= Selected extract =
--- BEGIN ---
Farmers Market staple opens brick-and-mortar on North State Street

Bryan Matamorosa serves up a dish while working opening night of his new restaurant, Bry's Filipino Cuisine, on Friday, Feb. 23, in Bellingham. Bry's is located at 1151 N. State St. (Hailey Hoffman/Cascadia Daily News)
By Mark Saleeb CDN Contributor

With every table packed, the kitchen a blur of steam and flame, bartenders shaking cocktails and clumps of eager diners waiting outside, Bry’s Filipino Cuisine has gracefully moved from being a humble Farmers Market and food truck staple to their brick-and-mortar future at 1151 N. State St.

We dined during their soft opening — reservation-only, two seatings, two nights. It didn’t feel rarified; rather, it was welcoming and vibrant, much like the food the kitchen puts out with incredible speed.

Meals are prepared quickly yet skillfully for the soft opening on Feb. 23 at Bry’s Filipino Cuisine. (Hailey Hoffman/Cascadia Daily News)

Bry’s Filipino Cuisine has been a regular presence at the Bellingham Farmers Market since 2020, growing a greater following with every passing season. Making the move to a permanent storefront can be difficult, with new restaurant owners often attempting to include far more on their new menu than is feasible. With that (and a hankering for some lumpia) in mind, we took our seats.

The narrow restaurant, with a small upper balcony area, makes for an intimate, old-town vibe. Not much wider than Pel’meni or Cap Hansen’s, the space bustled with chatter, and the coming and going of bartenders and servers. Wasting no time, we put in an order for lumpia, the fried pork belly, beef adobo and the mysteriously named “Bry-style salmon.” In a flash, steaming plates of lumpia arrived in front of us.

Lydia Evanger serves a packed house on Friday, Feb. 23 at the soft opening of Bry’s Filipino Cuisine. (Hailey Hoffman/Cascadia Daily News)

Lumpia — fried rice paper wrappers filled tight with pork, cabbage and a bevy of seasonings, served with a beautiful mango chili sauce and citrus aioli — arrived to immediate oohs and aahs. Alongside the traditional pork was chicken lumpia, which has a lighter flavor, more redolent of the aromatics and herbs in the filling spices. Missing that day (sold out in the first seating) was the vegetarian lumpia, but forge forward we must.

Bravely, I first chomped into the pork lumpia — the most traditional iteration — and was met with a toothy crunch and a burst of delicious ground pork. With the sweetness of the chili sauce and the acid bite of the aioli, no flavor combination felt left behind. As noted above, the chicken has more intensity with the aromatic components, without losing the mouthfeel of well-cooked meat minced in.
--- END ---
= Work to do =
a) Name every dish the reviewers ordered together on sitting down, according to the review of the Filipino restaurant.
b) Report each line of the records that contains the string "pitcher", matching case exactly.
The review above and the records that come next are unrelated material.

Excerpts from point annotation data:
--- BEGIN ---
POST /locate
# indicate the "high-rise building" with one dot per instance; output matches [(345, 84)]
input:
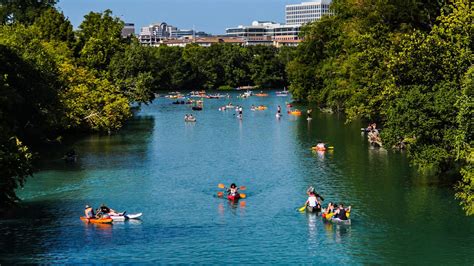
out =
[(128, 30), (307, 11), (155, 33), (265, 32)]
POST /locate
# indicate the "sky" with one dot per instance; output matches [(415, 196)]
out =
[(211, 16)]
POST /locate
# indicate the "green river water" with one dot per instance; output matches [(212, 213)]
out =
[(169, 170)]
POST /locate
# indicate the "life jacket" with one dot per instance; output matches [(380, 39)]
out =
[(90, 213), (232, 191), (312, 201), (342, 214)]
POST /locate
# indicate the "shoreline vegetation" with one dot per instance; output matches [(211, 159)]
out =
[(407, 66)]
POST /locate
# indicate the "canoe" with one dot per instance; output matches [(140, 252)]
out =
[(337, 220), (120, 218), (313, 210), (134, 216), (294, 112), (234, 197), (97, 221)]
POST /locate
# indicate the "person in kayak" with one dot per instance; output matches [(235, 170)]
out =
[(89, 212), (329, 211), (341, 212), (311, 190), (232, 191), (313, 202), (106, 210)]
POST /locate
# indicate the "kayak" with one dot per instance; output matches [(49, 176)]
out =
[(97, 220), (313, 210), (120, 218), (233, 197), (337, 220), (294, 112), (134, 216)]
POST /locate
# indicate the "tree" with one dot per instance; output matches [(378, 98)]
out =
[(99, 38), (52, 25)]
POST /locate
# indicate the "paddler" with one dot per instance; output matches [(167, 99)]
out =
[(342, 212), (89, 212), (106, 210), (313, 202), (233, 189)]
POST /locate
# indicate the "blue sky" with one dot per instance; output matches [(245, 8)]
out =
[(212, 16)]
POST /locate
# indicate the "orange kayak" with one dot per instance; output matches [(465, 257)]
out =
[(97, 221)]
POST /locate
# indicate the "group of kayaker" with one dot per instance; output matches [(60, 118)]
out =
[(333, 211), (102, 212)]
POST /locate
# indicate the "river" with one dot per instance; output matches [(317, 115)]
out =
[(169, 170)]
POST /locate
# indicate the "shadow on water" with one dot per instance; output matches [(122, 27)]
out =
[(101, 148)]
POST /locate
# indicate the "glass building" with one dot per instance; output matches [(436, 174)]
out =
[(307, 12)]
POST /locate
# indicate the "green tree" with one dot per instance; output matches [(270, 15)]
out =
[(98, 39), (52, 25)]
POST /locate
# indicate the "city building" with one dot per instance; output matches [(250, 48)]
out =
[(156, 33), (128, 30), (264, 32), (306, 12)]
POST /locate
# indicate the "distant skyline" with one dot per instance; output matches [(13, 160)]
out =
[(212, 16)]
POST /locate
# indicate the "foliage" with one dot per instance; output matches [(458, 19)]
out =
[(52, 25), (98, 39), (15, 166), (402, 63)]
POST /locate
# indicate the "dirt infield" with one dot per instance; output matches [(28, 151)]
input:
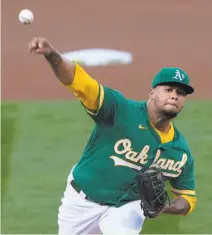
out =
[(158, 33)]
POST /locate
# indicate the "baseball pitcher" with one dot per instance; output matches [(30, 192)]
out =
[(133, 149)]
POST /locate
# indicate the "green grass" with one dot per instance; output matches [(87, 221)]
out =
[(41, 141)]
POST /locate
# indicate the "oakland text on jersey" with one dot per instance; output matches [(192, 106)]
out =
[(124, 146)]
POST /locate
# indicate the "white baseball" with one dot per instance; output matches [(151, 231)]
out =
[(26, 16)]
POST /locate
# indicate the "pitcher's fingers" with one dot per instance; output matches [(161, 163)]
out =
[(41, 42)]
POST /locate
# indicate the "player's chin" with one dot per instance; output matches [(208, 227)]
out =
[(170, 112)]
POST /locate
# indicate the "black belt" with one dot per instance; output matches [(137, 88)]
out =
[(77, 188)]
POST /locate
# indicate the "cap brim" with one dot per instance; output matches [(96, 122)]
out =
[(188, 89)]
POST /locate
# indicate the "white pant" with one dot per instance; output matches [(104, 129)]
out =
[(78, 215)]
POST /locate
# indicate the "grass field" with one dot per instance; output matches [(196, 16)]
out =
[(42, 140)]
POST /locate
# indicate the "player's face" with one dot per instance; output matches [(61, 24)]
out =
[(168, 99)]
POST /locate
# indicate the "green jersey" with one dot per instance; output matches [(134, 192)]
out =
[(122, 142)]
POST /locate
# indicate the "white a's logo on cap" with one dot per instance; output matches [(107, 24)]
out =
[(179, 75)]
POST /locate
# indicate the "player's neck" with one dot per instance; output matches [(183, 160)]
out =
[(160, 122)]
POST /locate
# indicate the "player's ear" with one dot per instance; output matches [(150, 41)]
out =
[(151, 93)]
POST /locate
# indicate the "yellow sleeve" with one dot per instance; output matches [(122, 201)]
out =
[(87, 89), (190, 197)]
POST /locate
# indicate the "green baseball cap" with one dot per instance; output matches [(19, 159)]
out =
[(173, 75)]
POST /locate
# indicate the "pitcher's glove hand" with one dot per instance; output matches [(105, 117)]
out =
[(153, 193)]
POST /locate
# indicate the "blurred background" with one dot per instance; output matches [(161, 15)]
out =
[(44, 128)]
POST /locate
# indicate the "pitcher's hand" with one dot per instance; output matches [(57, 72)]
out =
--- END ---
= Full solutions =
a)
- Lumpia
- Fried pork belly
- Beef adobo
- "Bry-style salmon"

b)
# indicate the "baseball pitcher" with one dot per instance; output matches [(30, 192)]
# indicate the "pitcher's fingers" with one dot per instance; output matches [(161, 163)]
# indicate the "pitcher's glove hand" with one dot per instance; output matches [(105, 117)]
# indicate the "pitcher's hand" with one dot per instance; output matches [(57, 72)]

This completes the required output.